= 2006 Craven District Council election =

2006 UK local government election

Map of the results of the 2006 Craven District Council election. Independents in light grey, Conservatives in blue and Liberal Democrats in yellow. Wards in dark grey were not contested in 2006.

The 2006 Craven District Council election took place on 4 May 2006 to elect members of Craven District Council in North Yorkshire, England. One third of the council was up for election and the council stayed under no overall control.

After the election, the composition of the council was as follows:
- Conservative 13
- Independent 11
- Liberal Democrats 6

==Candidates==
Candidates at the election included possibly the oldest candidate in the country, Bob Leakey, at the age of 91, who stood for his own Virtue Currency Cognitive Appraisal Party in Settle and Ribblebanks, after having stood at the 2005 general election in Skipton and Ripon constituency. Another candidate at the election was the leader of the Craven Ratepayers Action Group, Alan Perrow, who was nominated for the Conservatives, against independent councillor Philip Barrett. However Perrow quit the party days after being approached to be a Conservative candidate, to instead stand independently at the election, although he was still on the ballot paper as a Conservative.
──────────────────────────────
Given task 1: Which lines of the records contain the word "black"? Return each of those lines, matching case exactly.

Source records:
──────────────────────────────
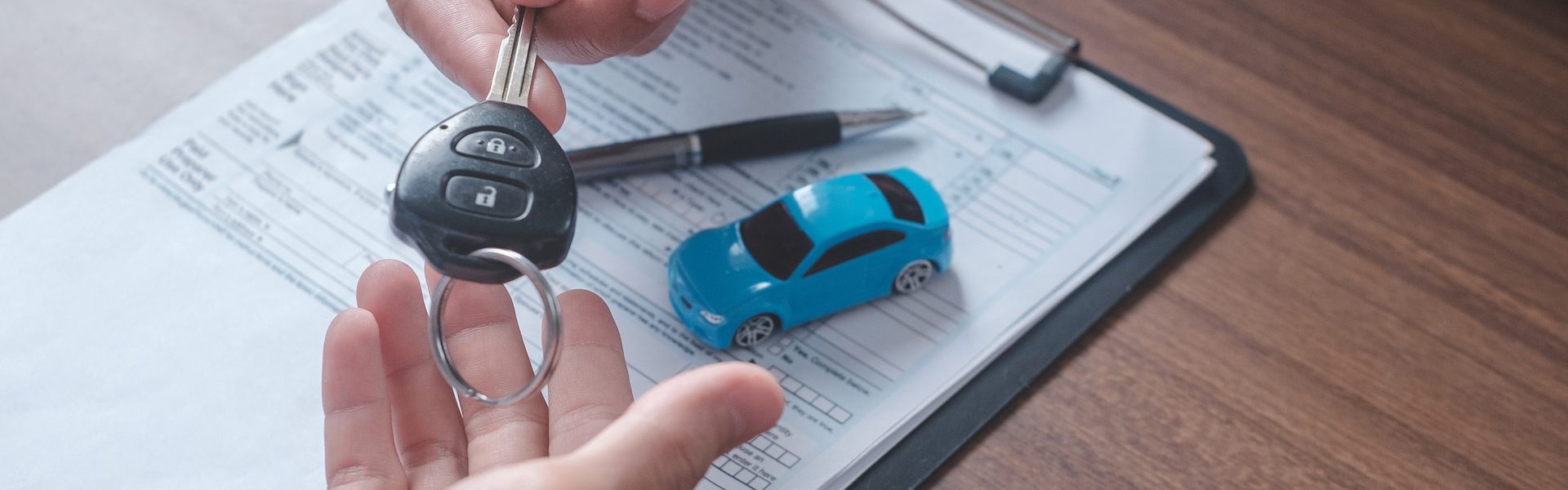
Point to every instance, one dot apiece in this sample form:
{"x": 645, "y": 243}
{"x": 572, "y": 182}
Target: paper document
{"x": 165, "y": 306}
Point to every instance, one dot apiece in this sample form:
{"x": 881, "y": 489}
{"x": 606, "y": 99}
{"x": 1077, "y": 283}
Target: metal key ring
{"x": 552, "y": 328}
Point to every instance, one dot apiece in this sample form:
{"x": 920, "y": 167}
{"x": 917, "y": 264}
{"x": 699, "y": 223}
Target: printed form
{"x": 220, "y": 243}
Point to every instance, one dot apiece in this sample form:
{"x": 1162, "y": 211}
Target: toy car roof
{"x": 847, "y": 203}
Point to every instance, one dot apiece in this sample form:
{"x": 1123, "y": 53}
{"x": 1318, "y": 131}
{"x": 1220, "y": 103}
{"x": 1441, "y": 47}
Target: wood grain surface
{"x": 1390, "y": 308}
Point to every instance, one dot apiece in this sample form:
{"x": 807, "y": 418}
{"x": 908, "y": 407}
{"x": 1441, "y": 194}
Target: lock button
{"x": 488, "y": 197}
{"x": 497, "y": 146}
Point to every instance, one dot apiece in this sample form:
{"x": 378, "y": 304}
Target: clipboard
{"x": 971, "y": 408}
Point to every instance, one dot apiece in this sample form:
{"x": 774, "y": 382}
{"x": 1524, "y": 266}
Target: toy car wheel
{"x": 913, "y": 277}
{"x": 756, "y": 328}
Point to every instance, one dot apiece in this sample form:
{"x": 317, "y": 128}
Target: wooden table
{"x": 1390, "y": 308}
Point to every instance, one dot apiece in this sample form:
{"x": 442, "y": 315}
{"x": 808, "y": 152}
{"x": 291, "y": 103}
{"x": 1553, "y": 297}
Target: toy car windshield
{"x": 775, "y": 241}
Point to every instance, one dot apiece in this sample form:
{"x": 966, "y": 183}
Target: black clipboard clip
{"x": 1026, "y": 85}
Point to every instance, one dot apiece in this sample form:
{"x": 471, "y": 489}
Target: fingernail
{"x": 656, "y": 10}
{"x": 755, "y": 404}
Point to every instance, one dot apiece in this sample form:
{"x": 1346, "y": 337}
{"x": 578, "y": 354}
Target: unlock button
{"x": 497, "y": 146}
{"x": 488, "y": 197}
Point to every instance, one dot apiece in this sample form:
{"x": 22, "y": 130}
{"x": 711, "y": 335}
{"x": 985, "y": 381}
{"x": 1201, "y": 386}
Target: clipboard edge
{"x": 941, "y": 435}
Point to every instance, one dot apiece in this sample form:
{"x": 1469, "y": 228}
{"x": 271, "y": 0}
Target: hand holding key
{"x": 392, "y": 423}
{"x": 461, "y": 38}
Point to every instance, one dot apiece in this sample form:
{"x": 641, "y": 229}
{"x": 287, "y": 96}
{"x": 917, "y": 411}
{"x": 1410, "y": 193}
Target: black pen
{"x": 731, "y": 142}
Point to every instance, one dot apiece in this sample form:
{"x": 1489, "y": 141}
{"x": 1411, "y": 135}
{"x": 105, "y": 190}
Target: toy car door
{"x": 843, "y": 275}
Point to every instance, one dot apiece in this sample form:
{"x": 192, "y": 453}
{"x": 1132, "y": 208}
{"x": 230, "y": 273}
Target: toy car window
{"x": 855, "y": 247}
{"x": 775, "y": 241}
{"x": 899, "y": 198}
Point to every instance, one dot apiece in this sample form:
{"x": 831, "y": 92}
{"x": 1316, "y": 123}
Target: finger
{"x": 671, "y": 435}
{"x": 463, "y": 38}
{"x": 358, "y": 421}
{"x": 591, "y": 30}
{"x": 488, "y": 350}
{"x": 590, "y": 387}
{"x": 425, "y": 418}
{"x": 653, "y": 41}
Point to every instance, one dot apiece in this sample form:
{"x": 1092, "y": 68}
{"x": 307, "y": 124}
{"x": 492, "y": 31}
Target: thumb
{"x": 666, "y": 439}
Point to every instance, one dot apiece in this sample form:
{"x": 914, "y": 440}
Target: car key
{"x": 491, "y": 176}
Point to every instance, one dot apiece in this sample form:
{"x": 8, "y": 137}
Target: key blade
{"x": 504, "y": 61}
{"x": 516, "y": 60}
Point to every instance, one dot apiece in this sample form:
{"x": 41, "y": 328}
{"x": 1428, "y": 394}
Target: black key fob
{"x": 490, "y": 176}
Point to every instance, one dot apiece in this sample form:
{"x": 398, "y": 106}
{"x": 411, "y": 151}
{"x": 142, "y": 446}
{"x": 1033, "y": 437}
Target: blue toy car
{"x": 814, "y": 252}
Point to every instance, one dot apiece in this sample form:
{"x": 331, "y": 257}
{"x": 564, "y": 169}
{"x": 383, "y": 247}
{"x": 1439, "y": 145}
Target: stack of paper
{"x": 165, "y": 306}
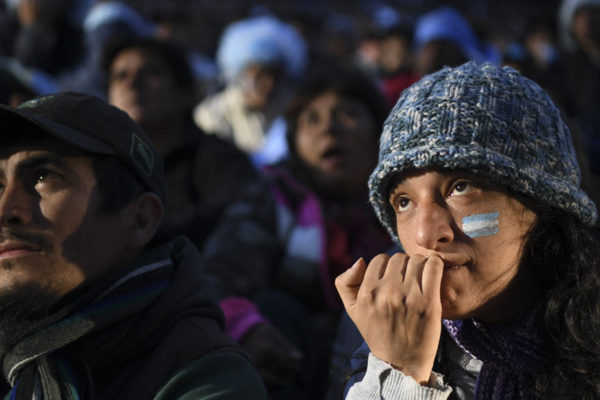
──────────────────────────────
Given task 2: Can you reproduce the part of the Craven election article that opens with "Map of the results" and closes with "no overall control.", swapping "North Yorkshire" for "West Yorkshire"?

Exercise answer 1:
Target: black clipboard clip
Target: black pen
Target: black key fob

Exercise answer 2:
Map of the results of the 2006 Craven District Council election. Independents in light grey, Conservatives in blue and Liberal Democrats in yellow. Wards in dark grey were not contested in 2006.

The 2006 Craven District Council election took place on 4 May 2006 to elect members of Craven District Council in West Yorkshire, England. One third of the council was up for election and the council stayed under no overall control.